**Task**:
Return, exactly, the line that contains "Where can the toothbrush" together with all lines after it to the end of the entries, and no further lines.

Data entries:
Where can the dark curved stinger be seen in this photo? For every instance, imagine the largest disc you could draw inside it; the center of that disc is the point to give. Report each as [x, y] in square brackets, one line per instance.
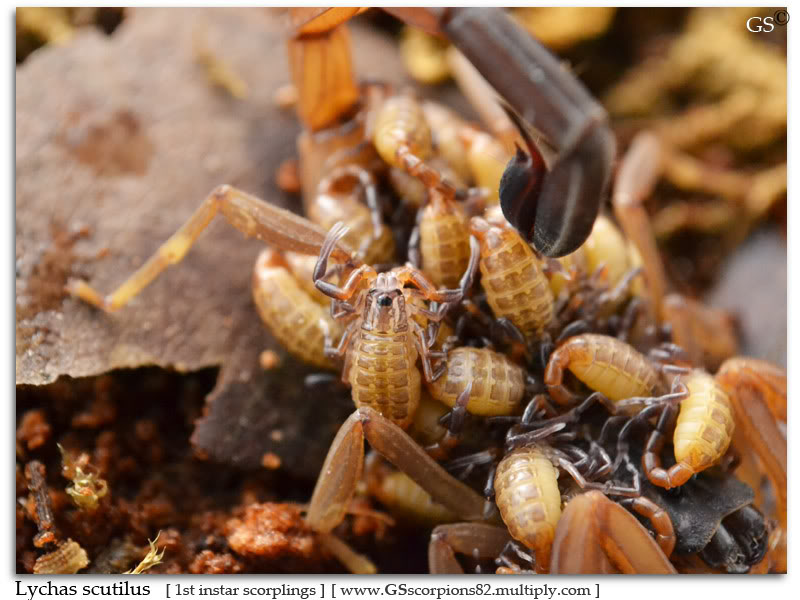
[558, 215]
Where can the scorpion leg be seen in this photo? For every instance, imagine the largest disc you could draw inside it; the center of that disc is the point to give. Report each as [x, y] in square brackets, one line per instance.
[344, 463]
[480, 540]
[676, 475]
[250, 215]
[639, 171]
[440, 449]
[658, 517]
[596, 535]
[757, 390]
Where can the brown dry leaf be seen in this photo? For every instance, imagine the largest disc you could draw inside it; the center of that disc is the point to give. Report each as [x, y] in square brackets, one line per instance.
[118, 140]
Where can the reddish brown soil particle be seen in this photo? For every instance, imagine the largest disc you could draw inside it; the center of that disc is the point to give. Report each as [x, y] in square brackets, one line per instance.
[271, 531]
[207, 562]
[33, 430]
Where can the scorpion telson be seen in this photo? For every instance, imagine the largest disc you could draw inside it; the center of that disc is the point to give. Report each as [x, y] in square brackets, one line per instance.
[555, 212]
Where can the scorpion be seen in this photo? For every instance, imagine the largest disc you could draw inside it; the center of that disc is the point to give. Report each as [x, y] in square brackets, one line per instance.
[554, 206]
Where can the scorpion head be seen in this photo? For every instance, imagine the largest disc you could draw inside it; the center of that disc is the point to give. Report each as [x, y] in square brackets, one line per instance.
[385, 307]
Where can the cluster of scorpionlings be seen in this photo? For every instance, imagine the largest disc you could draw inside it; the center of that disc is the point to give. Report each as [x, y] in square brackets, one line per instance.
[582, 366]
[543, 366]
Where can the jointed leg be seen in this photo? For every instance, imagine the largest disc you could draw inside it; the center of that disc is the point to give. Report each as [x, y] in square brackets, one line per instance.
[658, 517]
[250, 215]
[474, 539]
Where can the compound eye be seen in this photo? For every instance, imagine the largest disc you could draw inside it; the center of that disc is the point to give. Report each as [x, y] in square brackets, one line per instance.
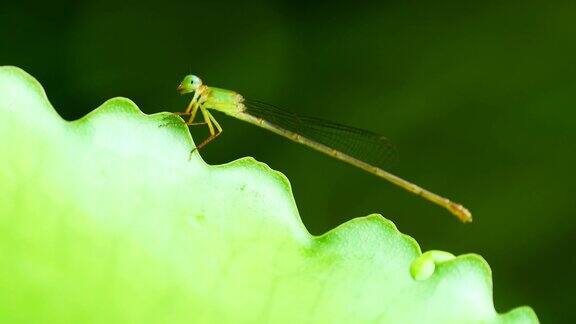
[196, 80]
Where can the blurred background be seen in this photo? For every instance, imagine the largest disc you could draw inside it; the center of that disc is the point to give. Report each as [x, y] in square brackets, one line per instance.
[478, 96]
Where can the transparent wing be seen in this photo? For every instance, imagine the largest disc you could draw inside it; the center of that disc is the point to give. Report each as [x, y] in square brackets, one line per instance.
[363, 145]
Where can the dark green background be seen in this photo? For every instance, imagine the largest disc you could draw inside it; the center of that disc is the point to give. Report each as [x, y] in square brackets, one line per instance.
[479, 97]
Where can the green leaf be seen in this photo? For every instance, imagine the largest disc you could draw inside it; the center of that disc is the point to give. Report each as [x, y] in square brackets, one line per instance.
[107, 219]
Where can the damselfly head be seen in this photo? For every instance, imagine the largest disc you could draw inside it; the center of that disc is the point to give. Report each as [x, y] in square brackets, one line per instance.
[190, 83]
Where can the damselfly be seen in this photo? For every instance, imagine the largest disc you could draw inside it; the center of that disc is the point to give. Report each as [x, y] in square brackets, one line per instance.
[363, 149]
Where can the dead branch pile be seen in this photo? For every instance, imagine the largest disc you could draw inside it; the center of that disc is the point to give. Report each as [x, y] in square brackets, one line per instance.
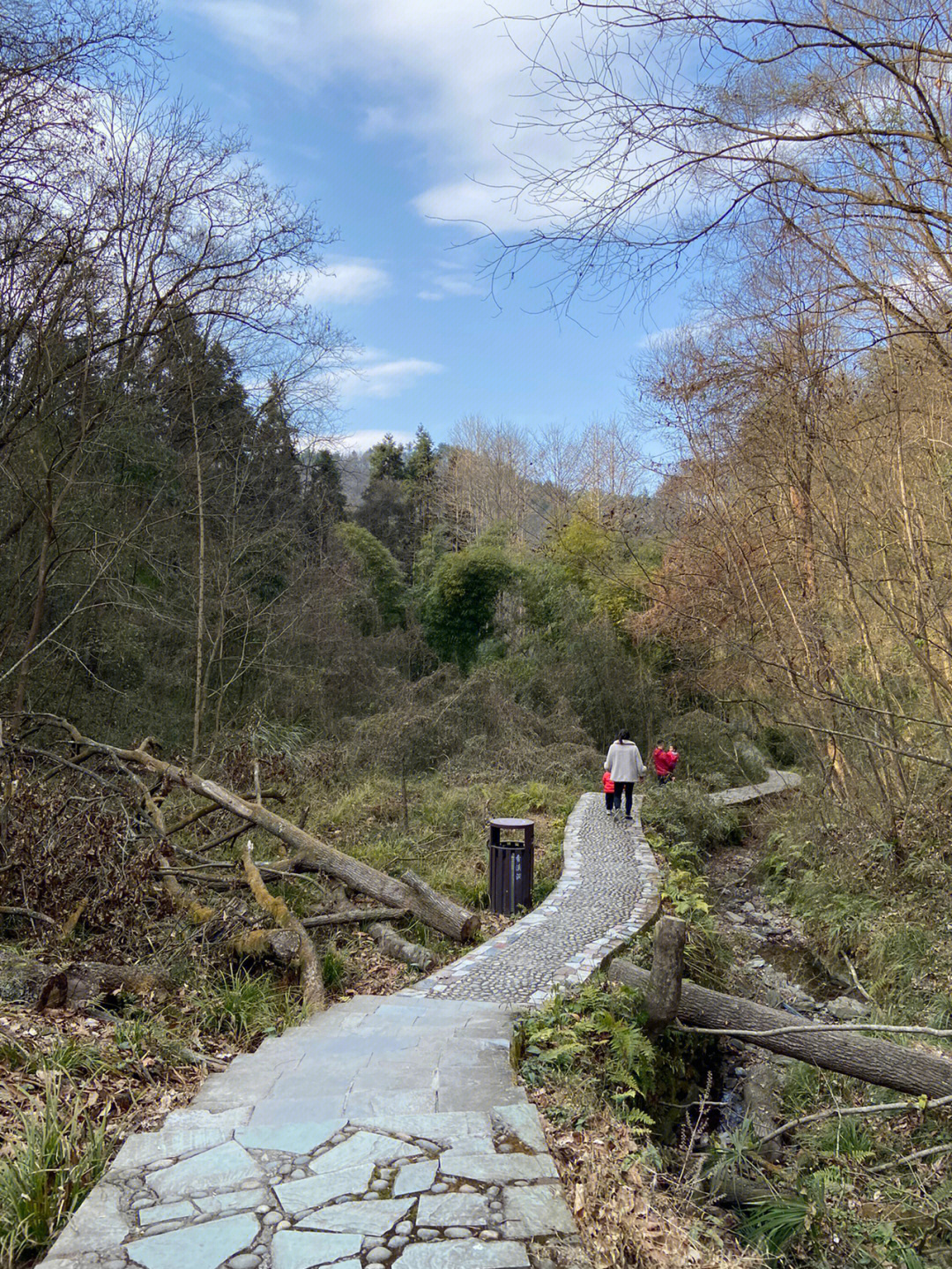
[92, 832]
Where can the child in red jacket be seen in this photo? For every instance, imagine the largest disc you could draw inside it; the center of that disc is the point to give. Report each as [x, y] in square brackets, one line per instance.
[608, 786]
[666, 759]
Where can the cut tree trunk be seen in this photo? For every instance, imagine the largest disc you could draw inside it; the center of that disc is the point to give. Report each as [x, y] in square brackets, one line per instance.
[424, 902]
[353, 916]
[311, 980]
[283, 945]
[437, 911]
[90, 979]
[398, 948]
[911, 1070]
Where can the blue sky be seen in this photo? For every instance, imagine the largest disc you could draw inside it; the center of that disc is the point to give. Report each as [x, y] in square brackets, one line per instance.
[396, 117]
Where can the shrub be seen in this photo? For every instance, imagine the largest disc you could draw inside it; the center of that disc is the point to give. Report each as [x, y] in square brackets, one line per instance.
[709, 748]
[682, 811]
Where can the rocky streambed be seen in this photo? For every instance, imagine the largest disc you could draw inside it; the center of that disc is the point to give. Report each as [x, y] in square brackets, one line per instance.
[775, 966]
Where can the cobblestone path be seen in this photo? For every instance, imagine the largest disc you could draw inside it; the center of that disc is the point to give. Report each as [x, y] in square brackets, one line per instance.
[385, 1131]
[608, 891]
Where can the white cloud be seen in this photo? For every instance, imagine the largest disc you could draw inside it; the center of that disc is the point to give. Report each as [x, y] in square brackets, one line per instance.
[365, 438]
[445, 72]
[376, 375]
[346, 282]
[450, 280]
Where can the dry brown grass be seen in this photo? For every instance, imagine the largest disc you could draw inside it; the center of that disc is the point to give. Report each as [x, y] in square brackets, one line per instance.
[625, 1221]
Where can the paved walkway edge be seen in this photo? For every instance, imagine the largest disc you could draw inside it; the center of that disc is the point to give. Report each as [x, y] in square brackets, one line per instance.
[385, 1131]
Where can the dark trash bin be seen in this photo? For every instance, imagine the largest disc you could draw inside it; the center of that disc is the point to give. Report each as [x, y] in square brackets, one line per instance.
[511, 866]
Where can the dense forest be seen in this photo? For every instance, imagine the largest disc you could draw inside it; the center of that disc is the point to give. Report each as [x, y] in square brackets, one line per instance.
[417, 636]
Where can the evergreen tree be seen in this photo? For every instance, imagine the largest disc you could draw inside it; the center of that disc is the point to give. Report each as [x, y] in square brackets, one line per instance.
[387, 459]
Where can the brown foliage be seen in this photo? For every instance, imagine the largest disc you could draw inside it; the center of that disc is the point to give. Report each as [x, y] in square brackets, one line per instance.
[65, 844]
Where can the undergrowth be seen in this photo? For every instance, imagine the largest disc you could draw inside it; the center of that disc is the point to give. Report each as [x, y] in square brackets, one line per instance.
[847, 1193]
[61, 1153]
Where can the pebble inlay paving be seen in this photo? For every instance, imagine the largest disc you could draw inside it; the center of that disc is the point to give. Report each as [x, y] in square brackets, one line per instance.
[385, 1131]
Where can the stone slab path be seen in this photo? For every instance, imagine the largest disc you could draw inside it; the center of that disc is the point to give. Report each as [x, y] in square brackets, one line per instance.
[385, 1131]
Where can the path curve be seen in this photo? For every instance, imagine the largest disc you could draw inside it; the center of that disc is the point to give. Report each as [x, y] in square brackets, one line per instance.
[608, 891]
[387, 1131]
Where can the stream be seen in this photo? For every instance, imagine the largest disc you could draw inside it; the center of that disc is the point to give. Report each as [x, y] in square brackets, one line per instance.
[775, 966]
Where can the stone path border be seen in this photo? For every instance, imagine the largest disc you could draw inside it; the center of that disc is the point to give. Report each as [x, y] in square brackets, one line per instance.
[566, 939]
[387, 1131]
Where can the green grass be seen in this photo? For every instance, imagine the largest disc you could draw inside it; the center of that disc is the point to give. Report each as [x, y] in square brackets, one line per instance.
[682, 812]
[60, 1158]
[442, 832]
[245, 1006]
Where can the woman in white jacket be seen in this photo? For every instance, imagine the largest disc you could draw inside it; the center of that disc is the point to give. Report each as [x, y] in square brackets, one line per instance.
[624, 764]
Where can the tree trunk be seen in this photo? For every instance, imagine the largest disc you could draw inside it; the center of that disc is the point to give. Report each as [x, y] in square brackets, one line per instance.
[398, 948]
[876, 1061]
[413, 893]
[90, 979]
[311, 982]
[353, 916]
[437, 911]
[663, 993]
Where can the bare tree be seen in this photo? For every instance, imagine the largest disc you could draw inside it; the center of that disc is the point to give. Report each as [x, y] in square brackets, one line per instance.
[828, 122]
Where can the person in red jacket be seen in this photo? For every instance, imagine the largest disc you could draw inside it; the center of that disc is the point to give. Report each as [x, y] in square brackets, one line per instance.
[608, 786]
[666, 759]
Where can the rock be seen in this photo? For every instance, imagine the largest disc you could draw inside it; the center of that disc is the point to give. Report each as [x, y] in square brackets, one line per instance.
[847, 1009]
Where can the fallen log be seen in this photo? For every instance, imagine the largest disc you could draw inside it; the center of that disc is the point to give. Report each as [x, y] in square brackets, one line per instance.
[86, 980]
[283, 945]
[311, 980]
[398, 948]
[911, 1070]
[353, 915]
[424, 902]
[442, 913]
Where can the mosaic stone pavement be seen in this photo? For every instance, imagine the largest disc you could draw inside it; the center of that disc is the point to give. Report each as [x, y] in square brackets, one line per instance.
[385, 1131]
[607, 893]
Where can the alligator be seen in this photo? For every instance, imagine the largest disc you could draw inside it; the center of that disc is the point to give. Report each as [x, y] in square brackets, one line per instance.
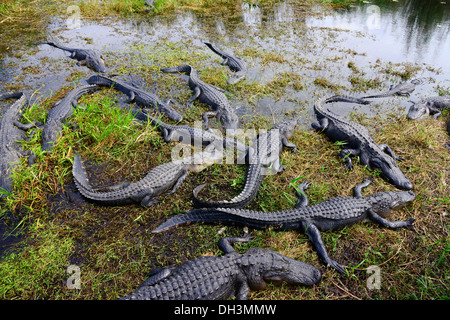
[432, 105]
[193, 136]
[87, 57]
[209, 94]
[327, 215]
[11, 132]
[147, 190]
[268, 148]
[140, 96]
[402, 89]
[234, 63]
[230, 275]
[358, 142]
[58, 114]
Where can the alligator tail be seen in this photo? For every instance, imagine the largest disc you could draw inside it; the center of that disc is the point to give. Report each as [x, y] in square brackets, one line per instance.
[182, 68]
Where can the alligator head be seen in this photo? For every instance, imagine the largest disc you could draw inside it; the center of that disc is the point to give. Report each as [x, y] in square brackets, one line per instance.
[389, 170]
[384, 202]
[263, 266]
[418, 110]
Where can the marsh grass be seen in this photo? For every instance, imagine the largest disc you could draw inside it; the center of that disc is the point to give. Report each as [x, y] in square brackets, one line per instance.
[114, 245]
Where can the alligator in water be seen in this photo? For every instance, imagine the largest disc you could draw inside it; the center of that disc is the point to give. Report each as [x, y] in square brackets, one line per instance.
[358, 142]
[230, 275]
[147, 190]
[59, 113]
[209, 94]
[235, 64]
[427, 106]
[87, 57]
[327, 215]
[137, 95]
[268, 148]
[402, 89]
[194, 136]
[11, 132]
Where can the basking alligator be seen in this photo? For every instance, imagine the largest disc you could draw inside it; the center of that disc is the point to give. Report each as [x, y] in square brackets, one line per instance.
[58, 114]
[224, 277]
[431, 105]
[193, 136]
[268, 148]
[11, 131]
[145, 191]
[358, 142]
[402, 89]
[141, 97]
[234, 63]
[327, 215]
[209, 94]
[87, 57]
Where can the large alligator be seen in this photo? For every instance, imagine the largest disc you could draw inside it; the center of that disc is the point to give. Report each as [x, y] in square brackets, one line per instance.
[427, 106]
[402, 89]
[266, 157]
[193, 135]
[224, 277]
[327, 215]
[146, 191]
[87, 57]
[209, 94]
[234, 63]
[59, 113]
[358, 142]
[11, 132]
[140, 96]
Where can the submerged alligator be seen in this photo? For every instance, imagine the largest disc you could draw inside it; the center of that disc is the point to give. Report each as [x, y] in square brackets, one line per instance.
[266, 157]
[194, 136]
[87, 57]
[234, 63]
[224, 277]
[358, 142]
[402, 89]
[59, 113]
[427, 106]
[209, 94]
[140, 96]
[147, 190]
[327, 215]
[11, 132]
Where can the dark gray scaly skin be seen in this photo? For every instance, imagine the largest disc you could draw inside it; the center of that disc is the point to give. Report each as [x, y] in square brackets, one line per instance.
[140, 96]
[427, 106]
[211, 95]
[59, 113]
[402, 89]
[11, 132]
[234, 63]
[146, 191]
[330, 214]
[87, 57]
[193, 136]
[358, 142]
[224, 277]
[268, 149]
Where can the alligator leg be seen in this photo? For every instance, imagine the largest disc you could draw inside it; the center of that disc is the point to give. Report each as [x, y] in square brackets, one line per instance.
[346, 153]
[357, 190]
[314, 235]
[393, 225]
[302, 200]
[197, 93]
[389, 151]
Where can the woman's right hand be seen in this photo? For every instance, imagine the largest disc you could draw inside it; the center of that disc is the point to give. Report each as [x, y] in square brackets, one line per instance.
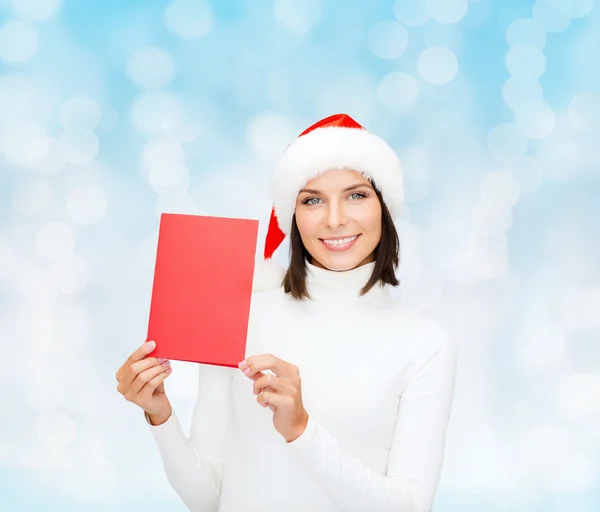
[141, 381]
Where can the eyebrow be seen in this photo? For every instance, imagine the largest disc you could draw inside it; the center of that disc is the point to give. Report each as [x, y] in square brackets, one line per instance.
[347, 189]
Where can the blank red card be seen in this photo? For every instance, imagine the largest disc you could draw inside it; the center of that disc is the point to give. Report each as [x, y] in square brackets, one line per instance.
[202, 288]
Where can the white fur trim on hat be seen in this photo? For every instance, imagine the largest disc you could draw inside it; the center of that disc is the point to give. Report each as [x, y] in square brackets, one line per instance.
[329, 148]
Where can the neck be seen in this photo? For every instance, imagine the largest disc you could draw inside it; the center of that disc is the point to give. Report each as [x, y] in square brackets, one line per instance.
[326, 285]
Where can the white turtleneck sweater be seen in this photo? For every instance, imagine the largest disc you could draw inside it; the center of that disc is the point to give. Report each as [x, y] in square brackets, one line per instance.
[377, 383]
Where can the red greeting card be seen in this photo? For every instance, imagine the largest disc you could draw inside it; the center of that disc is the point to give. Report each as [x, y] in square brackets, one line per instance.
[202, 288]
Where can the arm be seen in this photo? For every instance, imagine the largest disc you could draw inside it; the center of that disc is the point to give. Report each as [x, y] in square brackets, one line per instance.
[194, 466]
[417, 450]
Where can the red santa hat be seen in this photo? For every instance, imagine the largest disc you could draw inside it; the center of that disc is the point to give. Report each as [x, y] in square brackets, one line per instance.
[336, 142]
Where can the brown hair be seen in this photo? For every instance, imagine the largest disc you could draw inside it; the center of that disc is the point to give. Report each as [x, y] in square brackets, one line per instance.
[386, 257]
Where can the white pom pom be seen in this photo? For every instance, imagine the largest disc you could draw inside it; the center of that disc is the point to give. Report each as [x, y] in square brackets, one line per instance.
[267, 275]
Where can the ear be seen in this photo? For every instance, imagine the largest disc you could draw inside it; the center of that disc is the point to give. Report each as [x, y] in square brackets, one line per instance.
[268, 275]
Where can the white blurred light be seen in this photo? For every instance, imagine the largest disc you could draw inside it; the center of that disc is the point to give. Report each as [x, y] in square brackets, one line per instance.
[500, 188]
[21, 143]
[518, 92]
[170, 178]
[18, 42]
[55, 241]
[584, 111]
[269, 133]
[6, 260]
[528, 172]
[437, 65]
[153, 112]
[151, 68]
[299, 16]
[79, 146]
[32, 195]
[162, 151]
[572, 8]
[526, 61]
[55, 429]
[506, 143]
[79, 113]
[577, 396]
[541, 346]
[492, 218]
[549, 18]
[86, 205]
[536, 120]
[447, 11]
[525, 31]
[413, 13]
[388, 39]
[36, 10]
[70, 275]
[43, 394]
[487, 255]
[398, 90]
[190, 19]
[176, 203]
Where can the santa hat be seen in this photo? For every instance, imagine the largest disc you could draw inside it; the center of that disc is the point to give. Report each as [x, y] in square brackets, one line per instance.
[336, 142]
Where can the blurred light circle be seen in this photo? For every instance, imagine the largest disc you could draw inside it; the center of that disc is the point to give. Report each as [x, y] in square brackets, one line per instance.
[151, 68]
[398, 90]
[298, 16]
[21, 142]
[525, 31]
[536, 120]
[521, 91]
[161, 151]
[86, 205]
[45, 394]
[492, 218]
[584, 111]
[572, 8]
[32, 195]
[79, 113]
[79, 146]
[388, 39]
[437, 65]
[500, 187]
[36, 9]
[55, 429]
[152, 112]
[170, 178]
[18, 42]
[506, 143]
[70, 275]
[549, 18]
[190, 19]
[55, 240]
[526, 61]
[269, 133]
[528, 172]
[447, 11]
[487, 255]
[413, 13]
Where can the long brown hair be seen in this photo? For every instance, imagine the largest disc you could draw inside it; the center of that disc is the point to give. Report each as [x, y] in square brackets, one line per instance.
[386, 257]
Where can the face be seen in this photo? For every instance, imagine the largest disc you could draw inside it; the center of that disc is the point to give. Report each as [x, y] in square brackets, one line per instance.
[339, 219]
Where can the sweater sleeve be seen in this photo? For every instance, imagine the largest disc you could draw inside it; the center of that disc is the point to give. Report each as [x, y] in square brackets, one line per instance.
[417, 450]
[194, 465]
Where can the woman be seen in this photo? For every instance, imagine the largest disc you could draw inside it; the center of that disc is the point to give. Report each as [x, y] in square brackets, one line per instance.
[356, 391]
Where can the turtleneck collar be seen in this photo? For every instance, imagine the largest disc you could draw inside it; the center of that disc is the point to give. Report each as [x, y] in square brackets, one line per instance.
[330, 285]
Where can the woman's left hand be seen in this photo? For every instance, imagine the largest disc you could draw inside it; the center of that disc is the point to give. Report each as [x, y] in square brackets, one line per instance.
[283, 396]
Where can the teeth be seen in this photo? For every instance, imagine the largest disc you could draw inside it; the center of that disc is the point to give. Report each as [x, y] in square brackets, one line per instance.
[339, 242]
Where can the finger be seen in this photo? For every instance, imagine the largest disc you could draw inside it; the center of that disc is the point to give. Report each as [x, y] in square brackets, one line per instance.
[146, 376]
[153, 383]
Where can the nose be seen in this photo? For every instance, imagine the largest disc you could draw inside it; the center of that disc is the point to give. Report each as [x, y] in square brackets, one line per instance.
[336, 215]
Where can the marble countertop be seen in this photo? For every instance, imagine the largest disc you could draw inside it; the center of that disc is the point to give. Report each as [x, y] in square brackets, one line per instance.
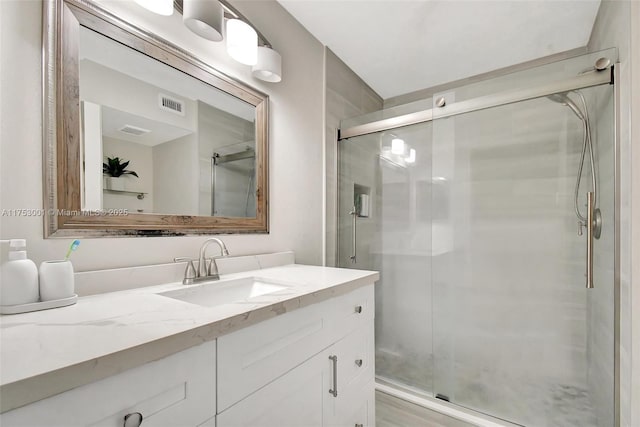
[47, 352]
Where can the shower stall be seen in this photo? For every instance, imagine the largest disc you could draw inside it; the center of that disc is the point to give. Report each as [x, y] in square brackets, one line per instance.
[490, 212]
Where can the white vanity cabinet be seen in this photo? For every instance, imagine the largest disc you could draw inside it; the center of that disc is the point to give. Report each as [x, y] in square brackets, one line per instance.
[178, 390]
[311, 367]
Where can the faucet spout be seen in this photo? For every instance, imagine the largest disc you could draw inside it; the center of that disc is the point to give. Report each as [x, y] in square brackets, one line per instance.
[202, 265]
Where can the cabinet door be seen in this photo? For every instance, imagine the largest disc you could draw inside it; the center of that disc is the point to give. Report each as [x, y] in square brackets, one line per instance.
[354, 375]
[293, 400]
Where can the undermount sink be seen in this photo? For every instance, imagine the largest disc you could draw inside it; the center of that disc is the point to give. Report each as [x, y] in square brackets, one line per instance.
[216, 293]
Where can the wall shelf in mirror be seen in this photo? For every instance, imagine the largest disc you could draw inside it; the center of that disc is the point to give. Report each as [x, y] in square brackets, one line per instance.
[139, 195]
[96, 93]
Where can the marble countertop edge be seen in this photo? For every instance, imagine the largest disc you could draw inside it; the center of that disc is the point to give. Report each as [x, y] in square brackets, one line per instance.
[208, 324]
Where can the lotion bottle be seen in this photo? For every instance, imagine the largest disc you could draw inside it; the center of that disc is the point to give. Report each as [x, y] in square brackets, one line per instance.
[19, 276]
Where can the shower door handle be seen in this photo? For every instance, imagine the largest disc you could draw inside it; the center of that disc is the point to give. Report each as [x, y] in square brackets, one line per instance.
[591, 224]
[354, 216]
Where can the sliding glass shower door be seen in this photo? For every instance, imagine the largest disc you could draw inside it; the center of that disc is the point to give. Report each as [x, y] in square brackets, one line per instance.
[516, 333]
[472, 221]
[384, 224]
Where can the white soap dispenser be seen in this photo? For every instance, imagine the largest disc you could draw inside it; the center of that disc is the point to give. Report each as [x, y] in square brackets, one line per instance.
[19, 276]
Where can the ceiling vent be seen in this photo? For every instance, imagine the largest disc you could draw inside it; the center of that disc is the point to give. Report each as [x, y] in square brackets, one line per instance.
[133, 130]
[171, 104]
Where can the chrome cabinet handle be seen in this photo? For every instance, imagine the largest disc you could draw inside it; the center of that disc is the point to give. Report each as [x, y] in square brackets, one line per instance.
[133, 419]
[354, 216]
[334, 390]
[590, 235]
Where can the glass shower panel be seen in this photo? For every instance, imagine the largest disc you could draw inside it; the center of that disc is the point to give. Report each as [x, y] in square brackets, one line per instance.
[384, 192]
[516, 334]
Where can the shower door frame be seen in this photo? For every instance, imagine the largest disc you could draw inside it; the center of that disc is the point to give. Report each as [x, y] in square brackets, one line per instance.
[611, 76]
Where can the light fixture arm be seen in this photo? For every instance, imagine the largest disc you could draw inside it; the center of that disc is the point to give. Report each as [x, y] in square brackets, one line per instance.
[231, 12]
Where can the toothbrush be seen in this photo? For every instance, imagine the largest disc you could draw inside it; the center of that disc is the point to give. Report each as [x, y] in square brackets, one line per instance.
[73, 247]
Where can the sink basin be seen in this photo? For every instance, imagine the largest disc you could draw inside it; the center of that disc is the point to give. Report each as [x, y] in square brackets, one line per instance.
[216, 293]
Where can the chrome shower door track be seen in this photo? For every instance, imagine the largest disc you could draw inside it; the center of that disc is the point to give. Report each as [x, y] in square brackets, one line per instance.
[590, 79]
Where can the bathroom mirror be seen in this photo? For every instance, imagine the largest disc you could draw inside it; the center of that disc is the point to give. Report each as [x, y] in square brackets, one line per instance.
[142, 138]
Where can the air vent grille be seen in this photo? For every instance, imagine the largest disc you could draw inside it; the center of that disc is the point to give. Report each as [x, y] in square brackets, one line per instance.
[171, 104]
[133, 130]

**Output for this task**:
Where can the toothbrush be seen in this photo? For every instance, imagine the largest disc you could draw inside it; the center of that disc is the point to give. Report each as [x, y] in square brackets, one line per instance.
[73, 247]
Where can the sink basin be seen in this photo? For every instance, imagine the largest disc you could draw inside it; the center of that disc is the point to give. Report each as [x, y] in square brackets, one line per instance.
[216, 293]
Where can the chrome shower door track be seen in this photo? For every instance, imagine the largest disc you could draw inside it; the center of that disc is the point to give. Report each as [x, y] in square brackets, one line per instance.
[590, 79]
Where can the bathroom mirror be seen in this photo? For every instance, imagine the largest disc you could draw inside it; the center of that disc is the point to give. Report each as [x, y] in square brackets, one line per instance.
[142, 138]
Where can the air vent grille be seen in this photo? For every instance, imagine the largest disc you could draw inside it; the center of that disc is the point to give. Report each as [x, y] in square brackets, one line per instance.
[171, 104]
[133, 130]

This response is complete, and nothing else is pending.